[What needs to be done] Rewrite the material below as a numbered list with one line per item, leaving out the blank lines.
========================================
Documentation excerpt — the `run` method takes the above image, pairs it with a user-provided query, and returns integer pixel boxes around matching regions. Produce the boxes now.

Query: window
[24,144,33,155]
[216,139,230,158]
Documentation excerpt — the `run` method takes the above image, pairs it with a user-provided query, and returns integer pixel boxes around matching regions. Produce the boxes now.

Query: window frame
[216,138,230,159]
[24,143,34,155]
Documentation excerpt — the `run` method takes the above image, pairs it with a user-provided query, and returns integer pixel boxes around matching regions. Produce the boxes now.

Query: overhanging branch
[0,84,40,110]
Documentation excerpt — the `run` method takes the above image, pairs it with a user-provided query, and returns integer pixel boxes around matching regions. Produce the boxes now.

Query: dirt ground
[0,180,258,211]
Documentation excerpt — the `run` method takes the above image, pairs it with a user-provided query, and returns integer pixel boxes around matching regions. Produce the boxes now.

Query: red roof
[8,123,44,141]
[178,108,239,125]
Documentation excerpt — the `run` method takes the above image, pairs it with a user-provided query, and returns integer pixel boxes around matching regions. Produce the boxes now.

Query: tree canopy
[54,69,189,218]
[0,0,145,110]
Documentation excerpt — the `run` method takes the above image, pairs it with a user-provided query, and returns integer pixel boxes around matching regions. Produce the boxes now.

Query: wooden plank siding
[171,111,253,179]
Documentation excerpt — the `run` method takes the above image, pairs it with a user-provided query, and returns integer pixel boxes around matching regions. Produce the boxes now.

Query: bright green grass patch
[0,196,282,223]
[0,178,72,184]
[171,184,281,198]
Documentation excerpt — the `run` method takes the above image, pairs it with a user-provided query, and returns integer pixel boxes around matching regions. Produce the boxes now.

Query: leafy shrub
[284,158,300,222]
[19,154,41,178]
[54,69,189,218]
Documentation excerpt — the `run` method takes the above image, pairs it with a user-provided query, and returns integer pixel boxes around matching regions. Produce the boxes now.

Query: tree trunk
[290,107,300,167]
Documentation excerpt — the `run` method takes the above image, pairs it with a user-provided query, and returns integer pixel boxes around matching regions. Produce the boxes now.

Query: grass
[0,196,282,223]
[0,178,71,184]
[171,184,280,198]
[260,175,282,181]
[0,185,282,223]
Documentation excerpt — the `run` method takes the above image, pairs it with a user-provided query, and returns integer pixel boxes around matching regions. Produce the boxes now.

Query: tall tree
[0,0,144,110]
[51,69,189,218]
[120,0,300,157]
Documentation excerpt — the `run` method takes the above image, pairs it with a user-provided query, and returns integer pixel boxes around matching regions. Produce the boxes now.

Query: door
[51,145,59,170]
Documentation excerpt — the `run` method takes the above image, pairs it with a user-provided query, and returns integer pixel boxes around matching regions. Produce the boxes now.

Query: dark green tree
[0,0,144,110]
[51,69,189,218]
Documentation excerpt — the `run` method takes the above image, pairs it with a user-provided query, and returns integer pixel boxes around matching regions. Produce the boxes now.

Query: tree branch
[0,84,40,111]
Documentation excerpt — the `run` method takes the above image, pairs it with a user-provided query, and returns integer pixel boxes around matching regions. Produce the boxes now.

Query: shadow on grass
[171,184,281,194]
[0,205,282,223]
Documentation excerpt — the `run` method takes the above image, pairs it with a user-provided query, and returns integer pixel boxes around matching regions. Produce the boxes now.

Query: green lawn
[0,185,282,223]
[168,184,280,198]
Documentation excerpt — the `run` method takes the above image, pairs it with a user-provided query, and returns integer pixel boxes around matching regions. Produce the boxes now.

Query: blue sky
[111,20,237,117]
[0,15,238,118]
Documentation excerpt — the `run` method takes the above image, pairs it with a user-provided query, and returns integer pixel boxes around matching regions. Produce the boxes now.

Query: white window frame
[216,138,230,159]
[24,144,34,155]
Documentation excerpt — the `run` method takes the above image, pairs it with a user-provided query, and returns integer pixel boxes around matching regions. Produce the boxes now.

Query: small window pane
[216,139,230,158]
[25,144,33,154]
========================================
[Written response]
1. Documentation excerpt — the `run` method takes the above image, pairs it with a user-provided query, and returns integer pixel boxes around matching regions. Produce the boxes now.
2. Query: window
3. [24,144,33,155]
4. [216,139,230,158]
5. Documentation excerpt — the `run` method takes the above image, pairs it with a user-provided query, and returns integer pixel boxes around matching regions. Produce the boxes now.
6. Query: window frame
7. [216,138,230,159]
8. [24,143,34,155]
9. Documentation excerpt — the `run` method takes the above image, pairs it with a user-provided query, and returns integer pixel boxes around matching regions. Produce the boxes now.
10. Query: overhanging branch
11. [0,84,40,110]
12. Documentation excerpt — the `run` method takes the above image, pairs it with a user-provided query, and returns integer pixel boxes around matching regions. Produce the boxes now.
13. Query: dirt ground
14. [0,180,258,211]
15. Documentation excerpt — the `run` method takes the above image, pairs it with a user-provided query, and returns integer pixel boxes around matching regions. Produce the boxes now.
16. Query: red roof
17. [8,123,44,141]
18. [178,108,239,125]
19. Documentation excerpt — the `run` method takes the above image, pairs it with a user-provided query, and returns integer pixel boxes around matching regions. Produce the boxes now.
20. Query: tree canopy
21. [54,69,189,218]
22. [0,0,145,110]
23. Documentation excerpt — the `run` method takes the above image, pairs it with a user-provided query, and returns integer pixel boxes around matching regions. Produce the boxes now.
24. Query: wooden plank siding
25. [171,111,253,179]
26. Documentation excerpt — the `run` method takes the above image, pairs it with a user-provided query, and returns integer pixel boxes around matching regions. Produce the boxes now.
27. Query: bright green grass patch
28. [0,196,282,223]
29. [0,178,72,184]
30. [171,184,281,198]
31. Documentation excerpt — the `run` method takes the above image, pairs it with a user-provided query, and returns integer pixel boxes around matching regions. Produce the boxes now.
32. Query: leafy shrub
33. [284,158,300,222]
34. [19,154,41,178]
35. [54,69,189,218]
36. Documentation excerpt — the `run` method takes the above image, pairs it with a user-provided query, and returns integer pixel boxes around matching regions. Produce the boxes now.
37. Query: tree trunk
38. [290,107,300,167]
39. Documentation excerpt — the `run` method takes the above image, pairs it with a user-provided query, and returns integer pixel boxes around matching regions. Produce the boxes now.
40. Query: grass
41. [0,196,282,223]
42. [0,178,71,184]
43. [171,184,280,198]
44. [260,175,282,181]
45. [0,185,282,223]
46. Documentation excerpt — the `run` method takes the above image, pairs it with a user-provided query, and returns integer pixel boxes around matching regions. Produce the boxes now.
47. Query: tall tree
48. [0,0,144,110]
49. [51,69,189,218]
50. [120,0,300,157]
51. Documentation excerpt — the `run` method takes the above image, pairs it with a user-provided query, and returns integer pixel boxes around matching regions. Produce the boxes now.
52. Query: door
53. [51,145,59,170]
54. Documentation excerpt — the `run` method takes the above image, pairs it with a user-provided query, and returns integer pixel boxes around matching regions. Produce the boxes now.
55. Query: dark green tree
56. [0,0,144,110]
57. [51,69,189,218]
58. Documentation excerpt — the `run` method takes the above image, pairs it with a user-provided query, and returns integer pixel boxes around matching regions. Produce the boxes now.
59. Query: tree branch
60. [0,84,40,111]
61. Documentation excerpt — the `run` method takes the above image, pairs it with a user-provided query, and returns integer pixel boxes around matching regions. Produce the boxes now.
62. Query: shadow on grass
63. [171,184,281,194]
64. [0,205,282,223]
65. Documentation excerpt — the `run` method takes the above image, pairs it with a user-provided query, and returns integer pixel boxes around matching regions. Produce the boxes now.
66. Query: green lawn
67. [0,185,282,223]
68. [168,184,280,198]
69. Documentation excerpt — the `run` method takes the above image, pairs it with a user-provided query, and returns integer pixel boxes around matching regions. Produce the boxes now.
70. Query: blue sky
71. [111,20,237,117]
72. [0,15,238,118]
73. Documentation excerpt — the `run` method takes the above image, pairs it with a user-provided query, and returns integer pixel boxes around matching regions. Produce the boxes now.
74. Query: white window frame
75. [216,138,230,159]
76. [24,144,34,155]
77. Documentation excerpt — the `run` method takes the above image, pairs it with a user-provided query, and returns integer pixel boxes around matching regions. Produce the boxes now.
78. Query: small window pane
79. [216,139,230,158]
80. [25,144,33,154]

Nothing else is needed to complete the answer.